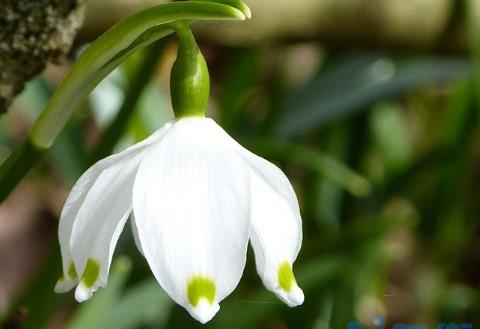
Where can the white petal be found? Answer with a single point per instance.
(136, 239)
(94, 215)
(276, 227)
(191, 204)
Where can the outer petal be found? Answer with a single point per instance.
(276, 227)
(94, 215)
(191, 203)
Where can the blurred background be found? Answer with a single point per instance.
(371, 107)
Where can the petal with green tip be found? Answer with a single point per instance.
(191, 203)
(95, 213)
(276, 234)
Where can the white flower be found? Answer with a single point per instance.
(198, 197)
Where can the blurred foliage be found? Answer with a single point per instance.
(383, 150)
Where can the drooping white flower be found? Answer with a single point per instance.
(197, 197)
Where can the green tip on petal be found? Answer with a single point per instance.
(246, 10)
(72, 272)
(286, 279)
(91, 273)
(200, 287)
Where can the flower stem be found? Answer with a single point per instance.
(137, 82)
(190, 80)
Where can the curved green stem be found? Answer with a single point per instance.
(107, 52)
(137, 82)
(112, 48)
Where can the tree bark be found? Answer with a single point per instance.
(32, 34)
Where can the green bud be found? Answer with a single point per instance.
(189, 81)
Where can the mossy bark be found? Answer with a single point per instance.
(32, 34)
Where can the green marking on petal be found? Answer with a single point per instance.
(72, 272)
(286, 279)
(90, 275)
(200, 287)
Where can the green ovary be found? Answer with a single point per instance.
(200, 287)
(72, 272)
(286, 279)
(91, 273)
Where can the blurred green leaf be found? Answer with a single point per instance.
(357, 82)
(143, 305)
(330, 168)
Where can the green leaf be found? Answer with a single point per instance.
(110, 49)
(106, 53)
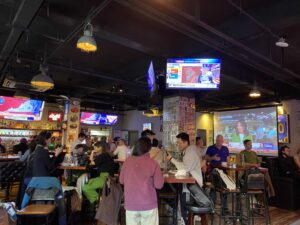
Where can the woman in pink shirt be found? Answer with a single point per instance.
(141, 176)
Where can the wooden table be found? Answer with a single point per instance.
(72, 168)
(172, 179)
(9, 158)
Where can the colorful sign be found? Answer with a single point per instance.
(283, 129)
(20, 109)
(96, 119)
(55, 116)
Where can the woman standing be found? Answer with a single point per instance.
(141, 176)
(43, 165)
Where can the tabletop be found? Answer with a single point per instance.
(172, 179)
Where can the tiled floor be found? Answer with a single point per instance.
(278, 216)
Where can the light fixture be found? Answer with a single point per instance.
(152, 112)
(87, 42)
(282, 43)
(42, 81)
(254, 93)
(21, 95)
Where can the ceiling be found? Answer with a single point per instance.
(131, 33)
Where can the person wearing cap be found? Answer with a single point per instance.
(190, 163)
(287, 165)
(21, 147)
(149, 134)
(2, 147)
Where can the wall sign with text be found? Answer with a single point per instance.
(55, 116)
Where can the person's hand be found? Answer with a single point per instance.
(216, 158)
(58, 151)
(169, 157)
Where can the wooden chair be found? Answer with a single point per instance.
(37, 210)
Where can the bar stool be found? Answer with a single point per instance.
(200, 204)
(235, 213)
(254, 187)
(36, 210)
(169, 198)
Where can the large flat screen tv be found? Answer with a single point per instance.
(20, 109)
(193, 73)
(258, 125)
(151, 79)
(97, 119)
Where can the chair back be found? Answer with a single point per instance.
(254, 179)
(200, 198)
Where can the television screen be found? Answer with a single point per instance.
(20, 109)
(55, 116)
(151, 79)
(96, 119)
(147, 126)
(258, 125)
(193, 73)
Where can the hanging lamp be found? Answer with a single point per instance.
(87, 43)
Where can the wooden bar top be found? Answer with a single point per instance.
(172, 179)
(72, 167)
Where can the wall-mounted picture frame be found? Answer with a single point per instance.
(283, 129)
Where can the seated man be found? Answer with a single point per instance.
(191, 164)
(251, 159)
(105, 165)
(287, 165)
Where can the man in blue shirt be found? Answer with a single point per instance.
(216, 154)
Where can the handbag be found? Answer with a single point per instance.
(226, 180)
(110, 202)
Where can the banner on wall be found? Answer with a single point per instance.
(283, 129)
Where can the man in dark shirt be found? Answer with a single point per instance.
(105, 166)
(216, 154)
(287, 166)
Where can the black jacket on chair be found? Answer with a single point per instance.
(43, 165)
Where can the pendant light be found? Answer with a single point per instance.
(254, 93)
(42, 81)
(21, 95)
(282, 43)
(87, 42)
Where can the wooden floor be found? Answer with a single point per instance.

══════

- Stated task: Rewrite all of the rows above with each "per instance" changed to "for each instance" and everything else left the same. Leave the pictures out.

- Task answer:
Where can the white petal be found? Answer with a single point for each instance.
(136, 239)
(94, 215)
(276, 227)
(191, 204)
Where can the outer petal be found? Answer with a single point for each instance.
(276, 227)
(94, 215)
(191, 203)
Where can the blurred background be found? Answer with a single point for each instance.
(371, 107)
Where can the petal with green tip be found? Answer with a single point for each instance.
(191, 203)
(95, 213)
(276, 234)
Where can the white flower be found? Answer with a single point for each instance.
(198, 197)
Where can the blurred foliage be found? Answer with a single point for each instance.
(383, 150)
Where can the drooping white flower be found? Answer with a single point for each instance.
(197, 197)
Where can the green tip on petal be found? Answer with a single point for each instance.
(246, 10)
(72, 272)
(286, 279)
(91, 273)
(200, 287)
Where can the flower stem be found? Answer with a single point for each instance.
(137, 82)
(190, 80)
Where can the curved green stem be found? Answer with a single point for each instance.
(107, 52)
(137, 82)
(112, 48)
Where can the tree bark be found? Answer with a single point for each instance.
(32, 34)
Where can the green bud be found? Answer with a single point for each instance.
(189, 81)
Where can the mossy bark be found? Answer with a single point for each instance.
(32, 34)
Where can the green marking on petal be found? Answer with a single point for each instance.
(72, 272)
(286, 279)
(90, 275)
(200, 287)
Where can the green ovary be found? Answer with a single point for each instance.
(200, 287)
(72, 272)
(286, 279)
(91, 273)
Where can the blurred green leaf be found? Answer with a single point for each instance.
(357, 82)
(143, 305)
(330, 168)
Where can the green leaf be found? Answer with a single point for each instance.
(110, 49)
(106, 53)
Where can the woman in pink shirt be found? Answer with a single point for each instance.
(141, 176)
Where can the wooden table be found? Answer with a single point for each instance.
(72, 168)
(172, 179)
(9, 158)
Where can the colorful sign be found? Answer with a single point for each instance.
(283, 129)
(20, 109)
(96, 119)
(55, 116)
Where can the woman standing be found? Answer with a single point for each instance.
(141, 176)
(43, 165)
Where can the tabletop be found? Answer with a single point for each instance.
(172, 179)
Where can the tiled floor be found? Answer with a single point for each instance.
(278, 216)
Where can the light fixture be found? Answer with a single point for each instance.
(152, 112)
(87, 42)
(282, 43)
(42, 81)
(254, 93)
(21, 95)
Where can the ceiling be found? Answer with a single point for each instance.
(131, 33)
Where can the person wearing cap be found? Answer with a single point for each instance.
(190, 163)
(287, 165)
(21, 147)
(149, 134)
(2, 147)
Where can the wall sign with text be found? Answer with a single point for each instance.
(55, 116)
Where can the person's hand be found? Answer with a single point for each instance.
(216, 158)
(58, 151)
(169, 157)
Where can the wooden chair be found? Answer with a single point for each instance.
(37, 210)
Where can the bar stool be found? Answer with a single point for each instance.
(200, 204)
(235, 213)
(254, 187)
(36, 210)
(169, 198)
Where can the large flat screen tv be found? Answer with a single point for each instance.
(20, 109)
(193, 73)
(258, 125)
(151, 79)
(97, 119)
Where can the chair back be found? Answer with a single point for each instance.
(254, 179)
(200, 198)
Where can the television screen be found? Answer with a single point for each instance.
(20, 109)
(55, 116)
(151, 79)
(96, 119)
(147, 126)
(258, 125)
(193, 73)
Where can the hanging lamp be found? Answer with a single point for each instance.
(87, 43)
Where can the wooden bar top be found? Answer with a single point for each instance.
(172, 179)
(72, 167)
Where can the wall-mounted picture frame be found? Answer with a single point for each instance.
(283, 129)
Where can the seated man be found? Answer with a single point for each instance.
(191, 164)
(251, 159)
(105, 165)
(287, 165)
Where can the man in blue shirt be found? Answer with a single point for each instance.
(216, 154)
Where can the handbag be found? Answer with a single point for each instance.
(226, 180)
(110, 202)
Where can the banner on wall be found? Answer with a single point for each instance.
(283, 129)
Where can the man in dark shirt be found? Answer with a single point for each instance.
(105, 166)
(216, 154)
(287, 166)
Where can the black jacket on chair be found? Answer with a single point for each instance.
(43, 165)
Where can the pendant light be found? Answer with a single point for each instance.
(254, 93)
(42, 81)
(21, 95)
(282, 43)
(87, 42)
Where can the wooden floor be found? Answer with a single point for each instance.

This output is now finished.